Vingt fois moins que la fraude fiscale

Même s’il est extrêmement difficile de chiffrer précisément les montants des fraudes réelles – on ne peut mesurer les fraudes que lorsqu’elles sont détectées –, on sait que le montant des défauts de cotisations sociales est bien plus important que celui de la fraude aux prestations sociales. Les fraudes à la CAF (RSA, allocations logement, etc.) qui sont les seules à être évaluées précisément, sont estimées à environ 2,5 milliards d’euros par an. Il faut y ajouter les fraudes aux pensions de vieillesse (entre 0,1 et 0,4 milliard d’euros) et à l’assurance maladie, mais celles-ci sont majoritairement le fait des professionnels de santé (entre 1,1 et 1,3 milliard d’euros).

En ajoutant tout cela, qui est donc sans doute surestimé, les fraudes aux prestations représentent tout au plus moitié moins que les fraudes aux cotisations (entre 7 et 9 milliards) et au maximum 20 fois moins que la fraude fiscale (entre 80 et 100 milliards). Mais l’écart est vraisemblablement beaucoup plus important.

D’un point de vue financier, cet écart est tel que, si la logique était purement financière et budgétaire, l’accent devrait être porté sur la fraude aux cotisations, et la fraude fiscale. Ce n’est pas que rien n’est fait sur ces volets, mais la manière dont ces questions sont politiquement utilisées ne va pas dans ce sens. En témoignent la quantité de mesures qui promeuvent davantage de rigueur pour « sauvegarder notre modèle de protection sociale », comme disent les responsables gouvernementaux, et en comparaison, la faiblesse, ou le retard de celles qui concernent la fraude fiscale ou aux cotisations.

DONNÉES SOURCES>
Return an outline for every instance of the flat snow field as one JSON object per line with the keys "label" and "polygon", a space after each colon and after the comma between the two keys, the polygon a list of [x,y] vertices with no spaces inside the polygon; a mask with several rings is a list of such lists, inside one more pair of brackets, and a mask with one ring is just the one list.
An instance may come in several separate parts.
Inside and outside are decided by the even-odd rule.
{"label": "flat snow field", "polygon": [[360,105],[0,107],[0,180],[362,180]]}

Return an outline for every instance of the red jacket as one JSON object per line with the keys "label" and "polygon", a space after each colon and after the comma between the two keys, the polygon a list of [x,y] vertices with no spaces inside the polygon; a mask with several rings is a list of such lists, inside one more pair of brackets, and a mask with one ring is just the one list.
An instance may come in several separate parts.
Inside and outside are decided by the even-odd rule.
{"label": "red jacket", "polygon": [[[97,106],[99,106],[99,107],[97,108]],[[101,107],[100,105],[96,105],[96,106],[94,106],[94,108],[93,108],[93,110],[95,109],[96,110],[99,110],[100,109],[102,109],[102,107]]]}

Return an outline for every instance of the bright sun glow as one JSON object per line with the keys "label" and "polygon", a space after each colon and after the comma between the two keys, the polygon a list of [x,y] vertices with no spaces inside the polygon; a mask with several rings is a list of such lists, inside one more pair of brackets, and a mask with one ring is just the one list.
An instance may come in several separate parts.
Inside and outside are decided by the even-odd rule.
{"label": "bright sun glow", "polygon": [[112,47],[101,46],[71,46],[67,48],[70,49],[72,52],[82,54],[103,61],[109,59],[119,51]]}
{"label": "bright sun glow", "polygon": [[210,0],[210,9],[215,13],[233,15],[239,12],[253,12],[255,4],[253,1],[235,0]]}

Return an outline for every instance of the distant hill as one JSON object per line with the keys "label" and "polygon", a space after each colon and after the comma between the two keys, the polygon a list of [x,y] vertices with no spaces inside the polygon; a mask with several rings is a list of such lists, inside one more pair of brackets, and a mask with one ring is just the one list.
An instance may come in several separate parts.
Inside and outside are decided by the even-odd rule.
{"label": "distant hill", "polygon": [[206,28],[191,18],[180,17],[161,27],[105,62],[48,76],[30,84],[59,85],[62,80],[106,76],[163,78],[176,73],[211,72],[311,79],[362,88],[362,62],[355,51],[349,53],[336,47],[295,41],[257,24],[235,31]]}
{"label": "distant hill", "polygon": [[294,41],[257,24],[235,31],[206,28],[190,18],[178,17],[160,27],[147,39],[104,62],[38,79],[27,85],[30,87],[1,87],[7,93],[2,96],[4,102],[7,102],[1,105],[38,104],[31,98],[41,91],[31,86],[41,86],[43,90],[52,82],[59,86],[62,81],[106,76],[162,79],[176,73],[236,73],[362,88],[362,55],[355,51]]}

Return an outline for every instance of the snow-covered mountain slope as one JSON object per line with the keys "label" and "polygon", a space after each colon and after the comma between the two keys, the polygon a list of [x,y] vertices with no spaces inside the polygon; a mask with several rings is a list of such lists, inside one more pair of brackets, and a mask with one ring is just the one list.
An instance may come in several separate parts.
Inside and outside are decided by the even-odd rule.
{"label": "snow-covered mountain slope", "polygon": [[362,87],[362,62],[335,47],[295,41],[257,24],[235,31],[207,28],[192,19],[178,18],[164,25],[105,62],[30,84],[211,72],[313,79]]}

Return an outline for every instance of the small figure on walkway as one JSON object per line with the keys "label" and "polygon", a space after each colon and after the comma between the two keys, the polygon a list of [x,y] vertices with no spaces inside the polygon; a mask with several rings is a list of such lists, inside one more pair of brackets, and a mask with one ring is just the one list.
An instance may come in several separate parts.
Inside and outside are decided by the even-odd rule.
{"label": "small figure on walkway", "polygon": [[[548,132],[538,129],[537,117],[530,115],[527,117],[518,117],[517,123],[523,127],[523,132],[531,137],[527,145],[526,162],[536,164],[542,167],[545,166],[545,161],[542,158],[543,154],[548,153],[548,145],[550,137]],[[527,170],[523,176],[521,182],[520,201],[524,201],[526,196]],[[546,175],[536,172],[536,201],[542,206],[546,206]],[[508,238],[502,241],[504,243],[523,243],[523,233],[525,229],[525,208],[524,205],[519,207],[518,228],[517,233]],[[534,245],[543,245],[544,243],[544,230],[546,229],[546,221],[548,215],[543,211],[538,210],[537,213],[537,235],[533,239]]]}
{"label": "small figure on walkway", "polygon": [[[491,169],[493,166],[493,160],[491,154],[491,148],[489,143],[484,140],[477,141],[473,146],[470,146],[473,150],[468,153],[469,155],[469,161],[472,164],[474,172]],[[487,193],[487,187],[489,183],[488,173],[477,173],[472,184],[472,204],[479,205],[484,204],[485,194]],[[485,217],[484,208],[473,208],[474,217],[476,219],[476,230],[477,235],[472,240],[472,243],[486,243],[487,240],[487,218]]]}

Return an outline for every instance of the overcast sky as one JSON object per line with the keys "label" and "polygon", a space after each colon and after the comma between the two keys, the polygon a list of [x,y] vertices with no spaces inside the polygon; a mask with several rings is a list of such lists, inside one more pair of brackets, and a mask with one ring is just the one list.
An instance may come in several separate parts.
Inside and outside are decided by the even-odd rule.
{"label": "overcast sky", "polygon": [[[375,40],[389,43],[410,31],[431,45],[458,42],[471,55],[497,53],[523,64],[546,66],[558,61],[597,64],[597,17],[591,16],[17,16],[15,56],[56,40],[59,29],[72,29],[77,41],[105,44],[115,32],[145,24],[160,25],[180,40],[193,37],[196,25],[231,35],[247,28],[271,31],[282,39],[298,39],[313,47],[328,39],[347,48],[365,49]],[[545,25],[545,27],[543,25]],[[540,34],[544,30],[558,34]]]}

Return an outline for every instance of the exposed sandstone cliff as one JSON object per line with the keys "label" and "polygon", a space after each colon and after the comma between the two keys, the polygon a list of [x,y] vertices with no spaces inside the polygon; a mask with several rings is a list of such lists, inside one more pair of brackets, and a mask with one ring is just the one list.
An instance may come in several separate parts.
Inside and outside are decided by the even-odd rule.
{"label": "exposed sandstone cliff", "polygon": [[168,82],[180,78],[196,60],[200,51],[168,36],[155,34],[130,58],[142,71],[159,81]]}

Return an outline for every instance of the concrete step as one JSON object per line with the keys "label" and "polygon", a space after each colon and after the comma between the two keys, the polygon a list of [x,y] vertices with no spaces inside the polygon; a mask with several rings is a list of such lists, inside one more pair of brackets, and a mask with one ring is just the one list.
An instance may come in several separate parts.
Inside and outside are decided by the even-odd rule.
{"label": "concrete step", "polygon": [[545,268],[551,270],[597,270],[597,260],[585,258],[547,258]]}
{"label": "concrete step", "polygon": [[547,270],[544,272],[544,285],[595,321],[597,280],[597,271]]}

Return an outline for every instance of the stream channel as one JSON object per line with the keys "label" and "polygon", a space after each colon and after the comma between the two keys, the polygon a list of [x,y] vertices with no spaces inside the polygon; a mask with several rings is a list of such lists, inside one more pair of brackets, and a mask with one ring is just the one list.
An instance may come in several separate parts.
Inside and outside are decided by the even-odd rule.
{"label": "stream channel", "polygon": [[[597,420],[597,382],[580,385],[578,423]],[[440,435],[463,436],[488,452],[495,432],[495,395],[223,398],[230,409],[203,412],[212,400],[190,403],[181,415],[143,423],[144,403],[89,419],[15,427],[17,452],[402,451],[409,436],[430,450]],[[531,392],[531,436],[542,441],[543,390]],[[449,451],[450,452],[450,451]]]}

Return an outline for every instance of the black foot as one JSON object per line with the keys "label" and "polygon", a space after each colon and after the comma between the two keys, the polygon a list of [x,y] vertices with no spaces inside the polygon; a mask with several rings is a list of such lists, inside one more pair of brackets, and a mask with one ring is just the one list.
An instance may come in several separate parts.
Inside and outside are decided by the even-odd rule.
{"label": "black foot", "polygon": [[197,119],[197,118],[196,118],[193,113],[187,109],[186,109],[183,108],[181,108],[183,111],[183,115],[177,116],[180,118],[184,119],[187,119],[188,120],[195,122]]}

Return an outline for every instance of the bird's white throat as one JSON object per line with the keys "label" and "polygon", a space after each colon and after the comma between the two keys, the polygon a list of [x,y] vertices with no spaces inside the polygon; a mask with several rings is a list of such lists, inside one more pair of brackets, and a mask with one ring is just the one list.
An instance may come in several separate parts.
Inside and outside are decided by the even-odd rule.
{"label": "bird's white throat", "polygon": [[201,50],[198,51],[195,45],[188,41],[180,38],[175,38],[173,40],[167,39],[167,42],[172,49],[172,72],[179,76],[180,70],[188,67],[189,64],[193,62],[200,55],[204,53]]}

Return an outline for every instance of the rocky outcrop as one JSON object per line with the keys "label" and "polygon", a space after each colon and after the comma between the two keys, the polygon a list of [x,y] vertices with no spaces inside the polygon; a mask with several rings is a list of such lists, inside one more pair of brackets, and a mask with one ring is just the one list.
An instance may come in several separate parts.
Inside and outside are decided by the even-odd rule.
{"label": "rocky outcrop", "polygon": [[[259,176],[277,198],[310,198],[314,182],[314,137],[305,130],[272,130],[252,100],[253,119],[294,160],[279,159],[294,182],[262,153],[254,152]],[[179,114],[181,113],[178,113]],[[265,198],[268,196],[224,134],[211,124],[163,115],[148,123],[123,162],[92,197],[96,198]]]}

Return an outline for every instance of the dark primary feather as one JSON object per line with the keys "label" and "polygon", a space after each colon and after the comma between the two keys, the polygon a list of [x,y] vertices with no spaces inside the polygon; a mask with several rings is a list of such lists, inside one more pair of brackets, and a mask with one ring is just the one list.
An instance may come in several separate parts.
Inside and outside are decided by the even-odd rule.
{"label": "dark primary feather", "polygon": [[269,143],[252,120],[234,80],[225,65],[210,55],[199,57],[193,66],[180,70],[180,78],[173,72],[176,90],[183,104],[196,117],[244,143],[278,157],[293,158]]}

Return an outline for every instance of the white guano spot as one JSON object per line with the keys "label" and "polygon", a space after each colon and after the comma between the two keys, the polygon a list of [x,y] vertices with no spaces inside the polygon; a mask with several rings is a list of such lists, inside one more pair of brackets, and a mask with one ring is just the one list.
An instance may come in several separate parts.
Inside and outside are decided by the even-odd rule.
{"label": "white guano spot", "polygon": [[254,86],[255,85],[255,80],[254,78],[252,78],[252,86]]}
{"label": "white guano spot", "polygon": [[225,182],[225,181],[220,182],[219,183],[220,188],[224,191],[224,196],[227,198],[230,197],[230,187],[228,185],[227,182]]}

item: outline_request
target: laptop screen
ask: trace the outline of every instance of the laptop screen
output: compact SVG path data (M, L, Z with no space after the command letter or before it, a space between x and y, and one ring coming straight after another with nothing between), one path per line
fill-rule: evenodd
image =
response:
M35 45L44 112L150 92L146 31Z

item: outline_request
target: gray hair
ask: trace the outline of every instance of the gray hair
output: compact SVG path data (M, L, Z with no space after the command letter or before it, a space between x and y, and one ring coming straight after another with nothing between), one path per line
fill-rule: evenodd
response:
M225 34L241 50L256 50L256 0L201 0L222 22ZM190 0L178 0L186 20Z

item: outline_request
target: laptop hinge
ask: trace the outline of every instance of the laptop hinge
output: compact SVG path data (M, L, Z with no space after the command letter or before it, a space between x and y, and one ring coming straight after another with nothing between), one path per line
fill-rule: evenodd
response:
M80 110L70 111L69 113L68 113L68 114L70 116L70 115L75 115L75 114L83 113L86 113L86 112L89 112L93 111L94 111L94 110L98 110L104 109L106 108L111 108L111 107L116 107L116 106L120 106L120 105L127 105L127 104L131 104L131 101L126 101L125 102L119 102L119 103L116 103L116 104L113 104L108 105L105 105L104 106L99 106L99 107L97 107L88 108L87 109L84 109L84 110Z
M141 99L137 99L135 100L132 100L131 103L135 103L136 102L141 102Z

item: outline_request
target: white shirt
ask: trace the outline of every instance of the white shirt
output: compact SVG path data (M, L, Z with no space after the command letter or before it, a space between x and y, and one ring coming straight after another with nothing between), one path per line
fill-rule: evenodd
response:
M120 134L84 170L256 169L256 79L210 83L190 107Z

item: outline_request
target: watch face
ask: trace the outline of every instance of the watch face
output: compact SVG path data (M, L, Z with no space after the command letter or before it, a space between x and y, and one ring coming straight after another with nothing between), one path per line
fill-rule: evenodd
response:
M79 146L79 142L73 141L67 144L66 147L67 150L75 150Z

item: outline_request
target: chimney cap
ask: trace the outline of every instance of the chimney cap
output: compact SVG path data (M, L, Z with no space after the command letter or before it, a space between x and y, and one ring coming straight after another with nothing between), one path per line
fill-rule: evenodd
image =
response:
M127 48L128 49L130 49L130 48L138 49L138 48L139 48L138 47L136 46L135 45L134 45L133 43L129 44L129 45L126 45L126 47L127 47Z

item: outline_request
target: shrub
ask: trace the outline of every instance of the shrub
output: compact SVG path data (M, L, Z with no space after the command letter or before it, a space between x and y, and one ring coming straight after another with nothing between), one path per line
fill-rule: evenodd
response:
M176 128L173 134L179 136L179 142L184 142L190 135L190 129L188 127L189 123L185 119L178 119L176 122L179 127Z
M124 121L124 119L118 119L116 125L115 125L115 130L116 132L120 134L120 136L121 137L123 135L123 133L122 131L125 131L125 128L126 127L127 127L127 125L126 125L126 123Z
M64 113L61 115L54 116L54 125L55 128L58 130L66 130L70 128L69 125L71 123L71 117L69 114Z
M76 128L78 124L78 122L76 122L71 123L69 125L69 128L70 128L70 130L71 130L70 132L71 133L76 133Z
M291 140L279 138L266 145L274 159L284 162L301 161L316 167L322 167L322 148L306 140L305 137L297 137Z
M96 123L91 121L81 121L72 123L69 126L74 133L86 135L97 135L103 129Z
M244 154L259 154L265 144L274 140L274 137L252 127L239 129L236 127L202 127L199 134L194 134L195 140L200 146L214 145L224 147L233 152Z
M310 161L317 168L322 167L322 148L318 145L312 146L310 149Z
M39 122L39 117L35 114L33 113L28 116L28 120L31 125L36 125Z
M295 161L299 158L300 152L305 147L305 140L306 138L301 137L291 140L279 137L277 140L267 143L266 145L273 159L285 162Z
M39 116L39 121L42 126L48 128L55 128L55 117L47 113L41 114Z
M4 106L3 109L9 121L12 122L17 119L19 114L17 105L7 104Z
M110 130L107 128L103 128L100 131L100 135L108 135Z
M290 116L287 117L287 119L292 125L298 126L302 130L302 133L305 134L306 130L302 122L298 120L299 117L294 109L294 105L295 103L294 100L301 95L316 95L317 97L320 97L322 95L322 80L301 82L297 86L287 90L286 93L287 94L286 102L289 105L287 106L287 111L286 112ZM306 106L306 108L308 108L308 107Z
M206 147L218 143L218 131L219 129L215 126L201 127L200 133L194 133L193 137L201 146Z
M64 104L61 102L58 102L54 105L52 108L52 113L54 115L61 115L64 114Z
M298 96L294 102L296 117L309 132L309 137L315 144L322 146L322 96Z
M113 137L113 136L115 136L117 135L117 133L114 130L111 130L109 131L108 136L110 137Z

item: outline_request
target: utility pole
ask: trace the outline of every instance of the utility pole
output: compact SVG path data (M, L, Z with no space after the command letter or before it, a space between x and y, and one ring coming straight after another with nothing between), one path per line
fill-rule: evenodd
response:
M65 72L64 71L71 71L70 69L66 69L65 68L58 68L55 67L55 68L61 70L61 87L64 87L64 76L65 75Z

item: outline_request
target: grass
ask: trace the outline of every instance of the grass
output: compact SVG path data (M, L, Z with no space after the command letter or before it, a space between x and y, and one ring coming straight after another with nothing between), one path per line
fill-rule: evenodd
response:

CONSIGNE>
Recopiez mot pour mot le passage de l'extrait sur la fraude qui s'ouvre sur les mots « En ajoutant tout » et se clôt sur « beaucoup plus important. ». Appuyez-vous uniquement sur l'extrait.

RÉPONSE ATTENDUE>
En ajoutant tout cela, qui est donc sans doute surestimé, les fraudes aux prestations représentent tout au plus moitié moins que les fraudes aux cotisations (entre 7 et 9 milliards) et au maximum 20 fois moins que la fraude fiscale (entre 80 et 100 milliards). Mais l’écart est vraisemblablement beaucoup plus important.